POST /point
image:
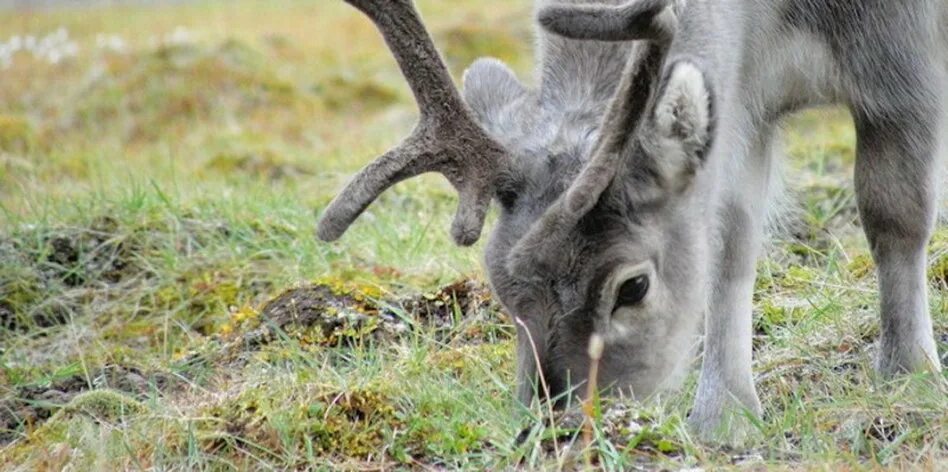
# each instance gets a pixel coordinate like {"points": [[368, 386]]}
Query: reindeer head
{"points": [[599, 229]]}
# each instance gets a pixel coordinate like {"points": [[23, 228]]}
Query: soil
{"points": [[30, 405]]}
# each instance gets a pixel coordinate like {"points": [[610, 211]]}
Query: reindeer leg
{"points": [[726, 394], [897, 174]]}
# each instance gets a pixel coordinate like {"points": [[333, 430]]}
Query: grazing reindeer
{"points": [[633, 184]]}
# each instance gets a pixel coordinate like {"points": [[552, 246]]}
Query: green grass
{"points": [[155, 201]]}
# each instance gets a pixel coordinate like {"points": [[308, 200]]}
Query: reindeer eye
{"points": [[633, 291]]}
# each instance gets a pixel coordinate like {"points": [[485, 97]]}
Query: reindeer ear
{"points": [[681, 126], [491, 89]]}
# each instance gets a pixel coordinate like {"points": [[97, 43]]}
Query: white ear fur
{"points": [[489, 88], [682, 121]]}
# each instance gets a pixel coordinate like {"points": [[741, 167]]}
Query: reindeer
{"points": [[635, 181]]}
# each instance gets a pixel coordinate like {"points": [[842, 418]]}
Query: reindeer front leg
{"points": [[726, 394]]}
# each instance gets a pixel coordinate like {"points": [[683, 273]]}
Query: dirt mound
{"points": [[47, 277], [26, 407], [329, 316]]}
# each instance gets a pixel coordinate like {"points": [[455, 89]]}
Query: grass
{"points": [[158, 193]]}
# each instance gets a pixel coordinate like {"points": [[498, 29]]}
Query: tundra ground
{"points": [[165, 305]]}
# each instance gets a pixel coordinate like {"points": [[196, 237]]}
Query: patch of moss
{"points": [[16, 133], [265, 165], [772, 315], [349, 93], [938, 271], [105, 404], [356, 422], [861, 266]]}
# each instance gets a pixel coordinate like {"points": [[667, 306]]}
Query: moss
{"points": [[16, 133], [348, 93], [861, 266], [938, 271], [772, 315], [101, 405], [356, 422]]}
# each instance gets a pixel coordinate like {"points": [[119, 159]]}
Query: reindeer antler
{"points": [[446, 139]]}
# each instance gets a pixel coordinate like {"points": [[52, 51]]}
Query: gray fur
{"points": [[657, 160]]}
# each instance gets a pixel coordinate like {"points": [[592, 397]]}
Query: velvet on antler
{"points": [[447, 139]]}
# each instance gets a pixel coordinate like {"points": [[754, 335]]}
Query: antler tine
{"points": [[446, 139]]}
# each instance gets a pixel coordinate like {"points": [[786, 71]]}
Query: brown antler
{"points": [[446, 139]]}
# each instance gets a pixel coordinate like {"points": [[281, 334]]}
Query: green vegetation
{"points": [[164, 304]]}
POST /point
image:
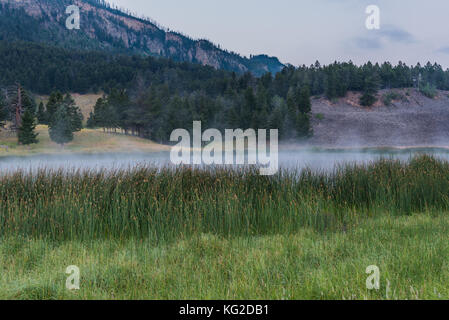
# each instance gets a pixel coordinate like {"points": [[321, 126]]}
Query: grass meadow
{"points": [[147, 233]]}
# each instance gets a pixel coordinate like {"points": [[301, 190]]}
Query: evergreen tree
{"points": [[54, 101], [370, 90], [60, 128], [303, 128], [91, 123], [3, 111], [75, 115], [41, 114], [304, 104], [26, 134]]}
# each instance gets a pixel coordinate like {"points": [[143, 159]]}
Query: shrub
{"points": [[429, 91]]}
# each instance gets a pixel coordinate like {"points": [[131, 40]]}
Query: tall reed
{"points": [[167, 204]]}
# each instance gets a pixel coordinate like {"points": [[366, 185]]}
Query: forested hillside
{"points": [[110, 30]]}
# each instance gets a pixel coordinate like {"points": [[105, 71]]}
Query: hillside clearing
{"points": [[86, 141]]}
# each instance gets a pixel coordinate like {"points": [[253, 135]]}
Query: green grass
{"points": [[86, 141], [188, 234]]}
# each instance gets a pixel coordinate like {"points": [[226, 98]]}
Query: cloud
{"points": [[444, 50], [368, 43], [396, 34], [386, 35]]}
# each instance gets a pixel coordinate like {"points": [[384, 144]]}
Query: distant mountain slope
{"points": [[412, 121], [104, 28]]}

────

I would like the material repeated in full and exactly, with its images omitted.

(EXERCISE RESULT):
POST /point
image:
# each instance gets a pixel coordinate like {"points": [[368, 386]]}
Query: reindeer head
{"points": [[599, 229]]}
# each instance gets a pixel coordinate like {"points": [[23, 228]]}
Query: soil
{"points": [[30, 405]]}
# each instance gets a pixel coordinate like {"points": [[610, 211]]}
Query: reindeer leg
{"points": [[726, 394], [897, 174]]}
# each instance gets a pixel coordinate like {"points": [[333, 430]]}
Query: grazing reindeer
{"points": [[633, 184]]}
# each instance gets a pixel coordinate like {"points": [[552, 246]]}
Query: green grass
{"points": [[155, 201]]}
# each instance gets a pixel coordinate like {"points": [[308, 200]]}
Query: reindeer eye
{"points": [[633, 291]]}
# each instance gets a pixel coordinate like {"points": [[485, 97]]}
Query: reindeer ear
{"points": [[681, 126], [491, 89]]}
# each instance gets a pixel coordinate like {"points": [[97, 43]]}
Query: white ear fur
{"points": [[489, 88], [682, 121]]}
# each instance gets a pixel coordinate like {"points": [[741, 167]]}
Query: reindeer
{"points": [[635, 181]]}
# each instance gets a pixel coordinate like {"points": [[842, 418]]}
Query: reindeer front leg
{"points": [[726, 394]]}
# each instance gets a pixel coordinate like {"points": [[683, 273]]}
Query: dirt mound
{"points": [[47, 277], [26, 407], [329, 316]]}
# each instance gets a pixel coordinate like {"points": [[455, 89]]}
Query: grass
{"points": [[158, 193]]}
# each instance gets a pixel coordinate like {"points": [[498, 29]]}
Query: tundra ground
{"points": [[165, 305]]}
# each instance gets a pixel coordinate like {"points": [[196, 237]]}
Query: patch of moss
{"points": [[16, 133], [265, 165], [772, 315], [349, 93], [938, 271], [105, 404], [356, 422], [861, 266]]}
# each instance gets a pixel coordinate like {"points": [[667, 306]]}
Query: moss
{"points": [[16, 133], [348, 93], [861, 266], [938, 271], [772, 315], [101, 405], [356, 422]]}
# each instance gets a pixel coordinate like {"points": [[119, 159]]}
Query: reindeer antler
{"points": [[446, 139]]}
# each instance gets a pixel coordinate like {"points": [[52, 51]]}
Query: gray fur
{"points": [[657, 160]]}
# each instance gets a pixel coordinate like {"points": [[592, 397]]}
Query: velvet on antler
{"points": [[447, 139]]}
# each instance gets a pixel coordinate like {"points": [[754, 335]]}
Query: antler tine
{"points": [[446, 139]]}
# each instance gets a pixel coordinate like {"points": [[786, 71]]}
Query: brown antler
{"points": [[446, 139]]}
# each instance gets a pixel coordinate like {"points": [[281, 334]]}
Query: green vegetation
{"points": [[164, 304]]}
POST /point
image:
# each instance gets a pixel coordinate like {"points": [[321, 126]]}
Query: grass meadow
{"points": [[147, 233]]}
# each instance gets a pixel coordinate like {"points": [[301, 190]]}
Query: evergreen tree
{"points": [[54, 101], [370, 90], [60, 128], [303, 128], [91, 123], [3, 111], [75, 115], [41, 114], [304, 104], [26, 134]]}
# each instance gets a pixel coordinate like {"points": [[143, 159]]}
Query: shrub
{"points": [[429, 91]]}
# each instance gets a pixel coordinate like {"points": [[131, 40]]}
Query: tall reed
{"points": [[167, 204]]}
# each instance gets a pixel coordinate like {"points": [[366, 185]]}
Query: forested hillside
{"points": [[110, 30]]}
# each instance gets a pixel coordinate like {"points": [[105, 71]]}
Query: hillside clearing
{"points": [[86, 141]]}
# each instance gets a pixel coordinate like {"points": [[253, 135]]}
Query: green grass
{"points": [[86, 141], [188, 234]]}
# each instance gets a pixel coordinate like {"points": [[226, 98]]}
Query: cloud
{"points": [[444, 50], [368, 43], [396, 34], [386, 35]]}
# each instance gets a pixel coordinate like {"points": [[384, 144]]}
Query: distant mountain slope
{"points": [[412, 121], [104, 28]]}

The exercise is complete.